| Exercise |
Please set out every line of the records below as a JSON list of strings, one string per line, with blank lines left out.

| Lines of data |
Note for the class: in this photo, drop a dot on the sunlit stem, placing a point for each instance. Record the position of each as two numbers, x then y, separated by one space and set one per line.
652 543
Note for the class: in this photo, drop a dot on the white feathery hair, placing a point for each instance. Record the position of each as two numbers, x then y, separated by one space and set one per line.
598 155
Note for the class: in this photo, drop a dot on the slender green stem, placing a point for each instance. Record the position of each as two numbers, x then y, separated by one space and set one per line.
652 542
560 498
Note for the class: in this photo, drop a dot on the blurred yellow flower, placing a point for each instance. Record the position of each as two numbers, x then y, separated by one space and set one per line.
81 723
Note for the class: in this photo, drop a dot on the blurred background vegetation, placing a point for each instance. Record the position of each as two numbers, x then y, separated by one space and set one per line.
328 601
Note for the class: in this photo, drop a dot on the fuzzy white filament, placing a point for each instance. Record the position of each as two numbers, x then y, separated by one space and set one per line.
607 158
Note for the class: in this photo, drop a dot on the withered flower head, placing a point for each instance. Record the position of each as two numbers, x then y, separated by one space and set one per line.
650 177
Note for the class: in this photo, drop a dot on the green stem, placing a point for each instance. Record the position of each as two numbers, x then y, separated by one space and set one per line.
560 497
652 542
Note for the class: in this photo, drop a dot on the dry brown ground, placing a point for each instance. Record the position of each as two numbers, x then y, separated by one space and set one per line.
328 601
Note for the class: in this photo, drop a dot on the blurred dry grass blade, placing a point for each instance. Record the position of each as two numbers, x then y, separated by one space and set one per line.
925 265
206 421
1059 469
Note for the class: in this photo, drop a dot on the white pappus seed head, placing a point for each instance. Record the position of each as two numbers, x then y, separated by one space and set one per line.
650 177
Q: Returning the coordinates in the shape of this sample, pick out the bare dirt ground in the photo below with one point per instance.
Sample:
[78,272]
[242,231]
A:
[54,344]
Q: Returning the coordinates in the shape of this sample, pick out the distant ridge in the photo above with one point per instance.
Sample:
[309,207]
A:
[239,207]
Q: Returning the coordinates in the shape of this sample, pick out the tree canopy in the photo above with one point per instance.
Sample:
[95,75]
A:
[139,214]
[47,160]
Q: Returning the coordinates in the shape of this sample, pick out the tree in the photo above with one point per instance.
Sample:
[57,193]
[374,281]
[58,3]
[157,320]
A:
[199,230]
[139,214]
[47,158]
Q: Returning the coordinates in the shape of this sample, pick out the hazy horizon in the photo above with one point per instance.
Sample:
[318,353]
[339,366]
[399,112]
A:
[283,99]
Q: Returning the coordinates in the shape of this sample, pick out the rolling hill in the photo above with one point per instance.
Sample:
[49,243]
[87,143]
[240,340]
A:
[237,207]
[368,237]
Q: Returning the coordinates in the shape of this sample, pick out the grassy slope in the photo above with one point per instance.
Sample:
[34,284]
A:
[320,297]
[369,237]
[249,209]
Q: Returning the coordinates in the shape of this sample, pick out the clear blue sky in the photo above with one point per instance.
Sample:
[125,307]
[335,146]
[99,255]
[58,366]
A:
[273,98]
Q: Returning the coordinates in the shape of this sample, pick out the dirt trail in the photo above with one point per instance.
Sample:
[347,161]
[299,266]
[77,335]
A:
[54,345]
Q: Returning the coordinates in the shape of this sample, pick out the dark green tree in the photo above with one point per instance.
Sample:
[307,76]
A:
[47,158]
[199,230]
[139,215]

| Finished task |
[
  "Note for the class: in this photo, drop a dot on the sunlit stem, placing a point for each instance. Record the position of each as two numbers, x then y, separated by one space and set one per line.",
  "652 543",
  "Note for the class: in this photo, drop a dot on the white feathery hair, placing a point for each instance. Record the position of each as two numbers, x then y, separated by one space and set one per line.",
  "598 155",
  "Note for the class: in this photo, drop a dot on the slender green stem, placing a point for each instance. Record the position of each as two numbers, x then y, separated by one space and set one per line.",
  "652 542",
  "560 498",
  "Note for the class: in this photo, drop a dot on the blurred yellow flower, placing a point for each instance. Record the position of each as two numbers, x then y, separated by one space and set one per line.",
  "81 723",
  "Note for the class: in this photo, drop a dot on the blurred background vegetation, placing a point for each instance. Record the position of each as two numbers, x then y, separated by one space and set one per line.",
  "328 601",
  "Note for the class: in this photo, drop a dot on the fuzzy white filament, placing a point for each instance. Record the position of each as two numbers, x then y, separated by one space and set one per line.",
  "607 158",
  "Note for the class: in this photo, drop a dot on the withered flower head, placing a point for each instance. Record the position of each as two numbers, x then y, separated by one space and set one per line.",
  "650 177",
  "Note for the class: in this photo, drop a dot on the green stem, placing a point for each instance. Record the position of each as two numbers, x then y, separated by one space and set one per line.",
  "560 497",
  "652 542",
  "Note for the class: in this photo, drop a dot on the dry brown ground, placing a point for each instance. Record the position of each as two numbers, x then y, separated by one space and set one per line.",
  "328 601",
  "Note for the class: in this photo, drop a dot on the blurred dry grass blade, placing a point for each instance. Record the position of each as two numbers, x then y, separated by one space and set one per line.",
  "925 265",
  "206 421",
  "1059 469",
  "Note for the class: in this photo, drop a dot on the white pappus seed head, placing a point for each instance. Record the position of each as two numbers, x then y, separated by one space and set one per line.",
  "650 177",
  "Q: Returning the coordinates in the shape of this sample, pick out the bare dirt ground in the photo below with one point per instance.",
  "Sample:",
  "[78,272]",
  "[242,231]",
  "A:",
  "[54,344]",
  "Q: Returning the coordinates in the shape of this sample, pick out the distant ridge in the photo above with one point per instance.",
  "Sample:",
  "[309,207]",
  "A:",
  "[239,207]",
  "Q: Returning the coordinates in the shape of this sample, pick out the tree canopy in the photo above with one point per instance.",
  "Sample:",
  "[95,75]",
  "A:",
  "[139,214]",
  "[47,160]",
  "Q: Returning the coordinates in the shape of this sample, pick out the tree in the photo above with one point per instance.",
  "Sample:",
  "[57,193]",
  "[374,281]",
  "[58,3]",
  "[157,320]",
  "A:",
  "[199,230]",
  "[139,214]",
  "[47,158]",
  "Q: Returning the coordinates in the shape of this sample, pick out the hazy horizon in the photo above with one point per instance.",
  "Sample:",
  "[318,353]",
  "[339,366]",
  "[399,112]",
  "A:",
  "[283,99]",
  "Q: Returning the coordinates in the shape of this sample, pick out the rolling hill in the photo above with one point per instance.",
  "Sample:",
  "[49,243]",
  "[87,143]",
  "[240,340]",
  "A:",
  "[237,207]",
  "[368,237]",
  "Q: Returning the coordinates in the shape of this sample, pick out the grassy slope in the photo above with one point per instance.",
  "Sample:",
  "[34,284]",
  "A:",
  "[320,297]",
  "[369,237]",
  "[249,209]",
  "Q: Returning the coordinates in the shape of this sample, pick out the clear blue sky in the photo above with one point per instance.",
  "Sample:",
  "[125,307]",
  "[335,146]",
  "[99,255]",
  "[58,366]",
  "A:",
  "[273,98]",
  "Q: Returning the coordinates in the shape of this sample, pick out the dirt trail in the photo above with one point per instance.",
  "Sample:",
  "[347,161]",
  "[299,266]",
  "[77,335]",
  "A:",
  "[54,345]",
  "Q: Returning the coordinates in the shape of this sample, pick out the dark green tree in the photo above with one point per instance.",
  "Sample:",
  "[307,76]",
  "A:",
  "[47,158]",
  "[199,230]",
  "[139,215]"
]